Anyone who’s read this blog for a few months or longer knows that I adore all things Chinoiserie. I mean, I just checked, and there are well over 200 posts that mention the word Chinoiserie. That’s nearly one-third of them!
That sure is a testament to how important I feel it is.
This post is going to explain its place in history briefly. And, also why Chinoiserie decor and furnishings are so terrific.
But, first, what IS Chinoiserie decor and furnishings?
Laurel, wait a sec. Are you trying to say that in nearly nine years, you’ve never done a post purely on Chinoiserie?
Well, yes, I have. However, it was back in 2012.
At the time, it was my favorite post. And yes, for its day, it was pretty splendid. Alas, now, when I look at it, I find it cringe-worthy. The text was a little ponderous, and most of the photos weren’t that great, either.
I’m in the process of redoing many of the old posts. Usually, I delete them as soon as I’ve created the new version.
Then, the old URL gets redirected to the new post. I have a plugin that makes that super easy for me.
The other reason for redoing old posts is to keep it fresh for Mr. Google.
He likes that. Plus, there are over 750 blog posts. This is a BIG website. I’ve been told that it is better not to let it get too much more extensive. So, the only way to do that is to get rid of the dead weight. This is the sort of information you’ll find in my Six-Figure Income Blogging Guide.
This guide is for anyone who has a website and wants to get the most out of it.
Okay, let’s move on and discuss what Chinoiserie IS?
Well, for those who don’t already know, the assumption that it has something to do with China is correct.
And, today, many items such as porcelains and furniture are manufactured in China. Or, if vintage or antique, sourced in China. Those items are definitely Chinese.
However, much of what we call Chinoiserie is European, not Asian.
Chinoiserie is a French word that refers to a EUROPEAN artistic style that reflects Chinese influence and is characterized by using a fanciful, romanticized version of how Europeans IMAGINED people in the far east to be and live. So, what we think of as “Chinese” is often actually European! Who knew?
Above, in this glorious painting by Francois Boucher, “The Chinese Garden, (Le Jardin Chinoise)” c 1742. This is an excellent example of fictitious rendering that artists like Boucher imagined life in China were like in the 18th century.
Please note that the painting characters look about as Asian as I did when I performed in The Mikado back in 1977.
Yes, I was in show business. If you’d like to learn some other inconsequential information about my youth, please go here.
But, getting back to Chinoiserie decor, I have a short story for you.
##########
▶ _Parts of the exercise_
a – In the Chinoiserie post, what year was the earlier post on Chinoiserie written?
b – Duplicate the Chinoiserie post's text between "I’m in the process" and "easy for me.", inclusive.

▶ _Data extract_
##########
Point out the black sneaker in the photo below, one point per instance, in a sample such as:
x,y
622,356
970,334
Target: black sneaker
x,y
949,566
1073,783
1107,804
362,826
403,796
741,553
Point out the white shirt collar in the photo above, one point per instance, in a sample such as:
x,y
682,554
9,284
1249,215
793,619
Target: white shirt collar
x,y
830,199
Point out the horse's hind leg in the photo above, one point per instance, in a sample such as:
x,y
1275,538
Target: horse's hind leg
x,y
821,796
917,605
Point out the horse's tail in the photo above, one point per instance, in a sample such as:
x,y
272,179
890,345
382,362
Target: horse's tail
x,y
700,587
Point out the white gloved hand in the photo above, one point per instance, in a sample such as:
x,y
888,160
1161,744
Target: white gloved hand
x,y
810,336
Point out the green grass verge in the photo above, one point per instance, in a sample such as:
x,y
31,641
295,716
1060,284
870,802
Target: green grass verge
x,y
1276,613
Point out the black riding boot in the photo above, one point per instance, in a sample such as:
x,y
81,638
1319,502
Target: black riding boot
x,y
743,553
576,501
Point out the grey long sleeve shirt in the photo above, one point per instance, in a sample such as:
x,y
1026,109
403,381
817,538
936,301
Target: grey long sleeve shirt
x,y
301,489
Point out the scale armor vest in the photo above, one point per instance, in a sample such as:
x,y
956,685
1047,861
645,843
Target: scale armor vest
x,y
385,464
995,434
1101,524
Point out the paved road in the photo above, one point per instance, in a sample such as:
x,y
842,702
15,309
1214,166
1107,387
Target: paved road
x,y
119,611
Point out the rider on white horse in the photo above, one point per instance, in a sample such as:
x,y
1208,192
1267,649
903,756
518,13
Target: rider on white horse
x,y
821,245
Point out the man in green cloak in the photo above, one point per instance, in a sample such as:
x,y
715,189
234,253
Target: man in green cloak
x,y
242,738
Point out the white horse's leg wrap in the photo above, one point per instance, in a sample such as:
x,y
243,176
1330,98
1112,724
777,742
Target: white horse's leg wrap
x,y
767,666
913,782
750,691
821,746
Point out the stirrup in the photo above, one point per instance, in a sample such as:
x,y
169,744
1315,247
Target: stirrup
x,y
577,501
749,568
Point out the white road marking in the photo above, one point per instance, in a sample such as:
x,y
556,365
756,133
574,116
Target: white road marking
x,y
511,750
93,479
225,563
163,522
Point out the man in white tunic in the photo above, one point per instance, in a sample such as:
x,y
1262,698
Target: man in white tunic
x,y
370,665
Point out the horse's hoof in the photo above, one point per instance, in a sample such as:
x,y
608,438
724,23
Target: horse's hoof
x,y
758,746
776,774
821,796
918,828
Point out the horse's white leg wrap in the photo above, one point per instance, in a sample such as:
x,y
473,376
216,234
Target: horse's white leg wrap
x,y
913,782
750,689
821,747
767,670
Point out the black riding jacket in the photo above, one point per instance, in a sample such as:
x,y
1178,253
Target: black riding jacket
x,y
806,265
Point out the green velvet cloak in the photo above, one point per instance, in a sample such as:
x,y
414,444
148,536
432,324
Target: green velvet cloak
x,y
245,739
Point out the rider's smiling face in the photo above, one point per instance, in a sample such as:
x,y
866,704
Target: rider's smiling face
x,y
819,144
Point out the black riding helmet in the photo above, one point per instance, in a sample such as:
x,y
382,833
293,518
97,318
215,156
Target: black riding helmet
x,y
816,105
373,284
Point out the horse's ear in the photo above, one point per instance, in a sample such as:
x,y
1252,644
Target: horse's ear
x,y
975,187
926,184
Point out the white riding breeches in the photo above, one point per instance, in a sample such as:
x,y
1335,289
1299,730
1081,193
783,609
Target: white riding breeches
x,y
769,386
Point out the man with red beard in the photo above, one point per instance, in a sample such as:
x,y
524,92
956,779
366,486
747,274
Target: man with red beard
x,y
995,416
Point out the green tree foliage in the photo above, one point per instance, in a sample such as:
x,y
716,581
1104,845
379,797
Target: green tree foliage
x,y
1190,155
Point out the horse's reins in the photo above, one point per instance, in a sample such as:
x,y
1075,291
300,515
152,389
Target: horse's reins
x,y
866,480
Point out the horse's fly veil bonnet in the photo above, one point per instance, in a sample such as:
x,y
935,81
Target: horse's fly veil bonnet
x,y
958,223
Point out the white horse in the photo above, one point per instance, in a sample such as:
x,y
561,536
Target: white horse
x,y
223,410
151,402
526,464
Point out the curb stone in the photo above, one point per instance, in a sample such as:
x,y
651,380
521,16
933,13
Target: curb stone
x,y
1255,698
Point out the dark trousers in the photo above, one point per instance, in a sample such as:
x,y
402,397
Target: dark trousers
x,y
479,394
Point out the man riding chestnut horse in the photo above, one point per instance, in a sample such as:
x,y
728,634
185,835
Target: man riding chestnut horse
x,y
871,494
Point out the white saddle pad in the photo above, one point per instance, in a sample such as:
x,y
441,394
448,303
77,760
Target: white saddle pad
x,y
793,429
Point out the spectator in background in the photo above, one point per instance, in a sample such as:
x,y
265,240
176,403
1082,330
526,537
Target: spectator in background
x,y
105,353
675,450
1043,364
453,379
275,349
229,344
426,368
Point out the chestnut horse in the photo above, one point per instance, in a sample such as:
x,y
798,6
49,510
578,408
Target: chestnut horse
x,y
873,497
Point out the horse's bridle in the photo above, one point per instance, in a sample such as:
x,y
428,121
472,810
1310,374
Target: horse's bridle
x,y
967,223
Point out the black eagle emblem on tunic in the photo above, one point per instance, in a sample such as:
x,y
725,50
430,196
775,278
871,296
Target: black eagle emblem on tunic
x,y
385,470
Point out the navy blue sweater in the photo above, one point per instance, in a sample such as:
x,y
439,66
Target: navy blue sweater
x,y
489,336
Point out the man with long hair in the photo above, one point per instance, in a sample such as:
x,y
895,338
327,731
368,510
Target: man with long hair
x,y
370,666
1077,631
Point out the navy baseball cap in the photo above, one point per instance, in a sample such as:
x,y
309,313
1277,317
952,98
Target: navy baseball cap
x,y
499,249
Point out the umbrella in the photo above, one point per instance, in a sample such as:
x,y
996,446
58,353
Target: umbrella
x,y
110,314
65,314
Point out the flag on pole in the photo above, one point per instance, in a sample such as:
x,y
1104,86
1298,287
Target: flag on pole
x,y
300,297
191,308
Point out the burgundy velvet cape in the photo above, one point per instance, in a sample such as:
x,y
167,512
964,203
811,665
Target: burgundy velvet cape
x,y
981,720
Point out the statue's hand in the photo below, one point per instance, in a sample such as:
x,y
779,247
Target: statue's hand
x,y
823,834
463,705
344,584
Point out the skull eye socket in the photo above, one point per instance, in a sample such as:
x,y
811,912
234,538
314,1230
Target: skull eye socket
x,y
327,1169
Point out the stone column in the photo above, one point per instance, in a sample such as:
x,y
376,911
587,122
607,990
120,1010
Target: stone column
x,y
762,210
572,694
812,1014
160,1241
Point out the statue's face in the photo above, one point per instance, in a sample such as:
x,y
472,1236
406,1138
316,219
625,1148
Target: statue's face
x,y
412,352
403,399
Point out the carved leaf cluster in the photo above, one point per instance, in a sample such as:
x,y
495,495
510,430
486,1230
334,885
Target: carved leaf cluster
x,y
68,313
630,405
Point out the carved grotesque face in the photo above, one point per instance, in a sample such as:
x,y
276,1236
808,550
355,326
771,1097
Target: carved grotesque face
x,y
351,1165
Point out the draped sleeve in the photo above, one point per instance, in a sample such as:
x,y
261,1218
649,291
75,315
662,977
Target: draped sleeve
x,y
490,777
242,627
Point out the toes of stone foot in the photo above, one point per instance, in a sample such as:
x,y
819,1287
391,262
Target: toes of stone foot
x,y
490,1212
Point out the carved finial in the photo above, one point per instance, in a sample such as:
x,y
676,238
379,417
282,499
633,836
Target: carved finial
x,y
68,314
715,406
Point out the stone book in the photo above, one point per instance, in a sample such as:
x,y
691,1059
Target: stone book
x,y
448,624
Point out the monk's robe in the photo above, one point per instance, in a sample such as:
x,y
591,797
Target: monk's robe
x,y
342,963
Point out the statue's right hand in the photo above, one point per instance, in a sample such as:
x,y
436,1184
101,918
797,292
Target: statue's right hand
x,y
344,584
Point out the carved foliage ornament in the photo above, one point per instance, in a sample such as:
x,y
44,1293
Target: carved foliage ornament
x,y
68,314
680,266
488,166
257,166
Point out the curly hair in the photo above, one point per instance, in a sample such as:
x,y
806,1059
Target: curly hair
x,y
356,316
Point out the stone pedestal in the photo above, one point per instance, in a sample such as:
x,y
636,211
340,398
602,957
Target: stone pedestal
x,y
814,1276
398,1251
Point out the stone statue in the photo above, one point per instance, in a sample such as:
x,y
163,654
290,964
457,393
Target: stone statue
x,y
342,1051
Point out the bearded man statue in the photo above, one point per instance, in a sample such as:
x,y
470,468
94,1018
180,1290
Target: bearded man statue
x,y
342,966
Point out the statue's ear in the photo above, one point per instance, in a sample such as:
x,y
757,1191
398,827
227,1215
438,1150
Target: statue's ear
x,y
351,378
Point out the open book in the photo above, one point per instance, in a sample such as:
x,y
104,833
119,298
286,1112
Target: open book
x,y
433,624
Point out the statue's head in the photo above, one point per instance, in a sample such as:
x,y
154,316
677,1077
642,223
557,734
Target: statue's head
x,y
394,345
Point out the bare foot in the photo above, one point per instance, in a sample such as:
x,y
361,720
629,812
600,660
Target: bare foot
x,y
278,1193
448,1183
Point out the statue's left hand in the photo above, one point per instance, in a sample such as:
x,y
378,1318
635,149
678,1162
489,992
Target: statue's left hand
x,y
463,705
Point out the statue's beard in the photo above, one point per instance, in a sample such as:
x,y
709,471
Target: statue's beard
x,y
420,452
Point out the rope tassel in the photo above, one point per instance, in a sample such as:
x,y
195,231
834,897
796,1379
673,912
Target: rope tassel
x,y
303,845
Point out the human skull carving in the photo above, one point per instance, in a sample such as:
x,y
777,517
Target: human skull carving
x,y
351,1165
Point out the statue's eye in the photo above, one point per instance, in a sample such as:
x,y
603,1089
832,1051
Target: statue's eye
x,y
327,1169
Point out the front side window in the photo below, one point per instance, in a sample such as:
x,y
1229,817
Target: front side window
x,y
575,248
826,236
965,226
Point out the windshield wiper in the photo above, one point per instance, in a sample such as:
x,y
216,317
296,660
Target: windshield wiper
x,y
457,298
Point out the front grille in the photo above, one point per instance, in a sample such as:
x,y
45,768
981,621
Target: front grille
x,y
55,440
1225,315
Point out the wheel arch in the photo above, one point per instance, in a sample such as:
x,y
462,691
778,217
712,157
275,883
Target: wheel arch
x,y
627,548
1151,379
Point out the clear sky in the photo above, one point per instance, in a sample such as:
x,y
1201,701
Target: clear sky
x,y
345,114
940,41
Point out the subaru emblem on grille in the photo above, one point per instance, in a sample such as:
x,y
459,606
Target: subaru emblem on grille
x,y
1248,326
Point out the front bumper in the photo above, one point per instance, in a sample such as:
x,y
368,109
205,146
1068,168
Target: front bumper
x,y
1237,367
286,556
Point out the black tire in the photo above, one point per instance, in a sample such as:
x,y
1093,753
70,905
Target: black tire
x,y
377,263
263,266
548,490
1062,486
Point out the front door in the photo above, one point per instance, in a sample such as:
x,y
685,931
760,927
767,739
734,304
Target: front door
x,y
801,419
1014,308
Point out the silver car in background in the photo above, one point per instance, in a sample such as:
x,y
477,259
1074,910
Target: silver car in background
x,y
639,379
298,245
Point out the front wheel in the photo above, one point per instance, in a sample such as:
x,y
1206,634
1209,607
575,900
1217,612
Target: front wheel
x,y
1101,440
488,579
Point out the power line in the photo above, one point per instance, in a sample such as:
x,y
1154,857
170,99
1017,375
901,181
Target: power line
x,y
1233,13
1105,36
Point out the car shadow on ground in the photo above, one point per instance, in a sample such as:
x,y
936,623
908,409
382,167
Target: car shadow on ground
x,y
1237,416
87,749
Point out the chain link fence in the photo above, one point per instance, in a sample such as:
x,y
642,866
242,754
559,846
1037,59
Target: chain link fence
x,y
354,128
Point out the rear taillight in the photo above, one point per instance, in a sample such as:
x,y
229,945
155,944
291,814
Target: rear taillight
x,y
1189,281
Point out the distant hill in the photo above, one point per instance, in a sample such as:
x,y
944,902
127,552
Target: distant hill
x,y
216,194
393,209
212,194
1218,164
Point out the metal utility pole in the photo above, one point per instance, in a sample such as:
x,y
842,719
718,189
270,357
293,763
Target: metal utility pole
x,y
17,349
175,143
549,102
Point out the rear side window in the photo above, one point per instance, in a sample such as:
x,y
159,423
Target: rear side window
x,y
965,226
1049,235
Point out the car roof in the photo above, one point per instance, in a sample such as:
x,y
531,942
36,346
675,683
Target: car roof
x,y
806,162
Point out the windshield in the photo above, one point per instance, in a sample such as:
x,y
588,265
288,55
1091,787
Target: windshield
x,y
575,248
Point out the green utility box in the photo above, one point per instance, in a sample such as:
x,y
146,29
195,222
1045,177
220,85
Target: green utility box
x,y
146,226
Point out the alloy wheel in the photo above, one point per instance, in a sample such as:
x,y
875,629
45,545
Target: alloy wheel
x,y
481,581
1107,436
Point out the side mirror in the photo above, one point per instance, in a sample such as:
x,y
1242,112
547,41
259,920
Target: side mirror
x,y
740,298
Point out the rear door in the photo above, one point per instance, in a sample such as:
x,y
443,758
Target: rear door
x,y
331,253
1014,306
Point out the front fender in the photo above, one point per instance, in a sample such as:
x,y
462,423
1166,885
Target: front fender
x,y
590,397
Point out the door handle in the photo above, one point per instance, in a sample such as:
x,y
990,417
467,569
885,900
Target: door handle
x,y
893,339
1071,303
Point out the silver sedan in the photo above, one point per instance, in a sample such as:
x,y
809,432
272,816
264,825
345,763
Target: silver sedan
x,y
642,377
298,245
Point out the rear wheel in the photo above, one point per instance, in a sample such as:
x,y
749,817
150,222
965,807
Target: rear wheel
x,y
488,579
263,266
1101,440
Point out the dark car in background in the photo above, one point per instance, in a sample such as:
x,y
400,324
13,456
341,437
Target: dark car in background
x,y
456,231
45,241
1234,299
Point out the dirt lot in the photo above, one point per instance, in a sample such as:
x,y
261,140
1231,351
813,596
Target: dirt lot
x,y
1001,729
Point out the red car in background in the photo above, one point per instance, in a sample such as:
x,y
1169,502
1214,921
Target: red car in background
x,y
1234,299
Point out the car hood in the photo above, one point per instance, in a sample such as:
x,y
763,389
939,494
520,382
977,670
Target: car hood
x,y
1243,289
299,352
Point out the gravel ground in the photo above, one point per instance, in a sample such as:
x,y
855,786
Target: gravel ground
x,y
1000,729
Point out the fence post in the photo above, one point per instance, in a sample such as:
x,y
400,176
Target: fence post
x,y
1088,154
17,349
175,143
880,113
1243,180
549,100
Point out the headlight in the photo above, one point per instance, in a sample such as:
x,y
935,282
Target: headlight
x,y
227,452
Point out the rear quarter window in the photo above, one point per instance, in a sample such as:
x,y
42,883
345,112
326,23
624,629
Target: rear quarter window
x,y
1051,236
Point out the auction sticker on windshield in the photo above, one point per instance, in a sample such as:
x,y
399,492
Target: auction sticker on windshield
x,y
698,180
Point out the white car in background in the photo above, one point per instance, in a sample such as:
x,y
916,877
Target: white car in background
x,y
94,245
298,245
##########
▶ _Solutions_
a – 2012

b –
I’m in the process of redoing many of the old posts. Usually, I delete them as soon as I’ve created the new version.
Then, the old URL gets redirected to the new post. I have a plugin that makes that super easy for me.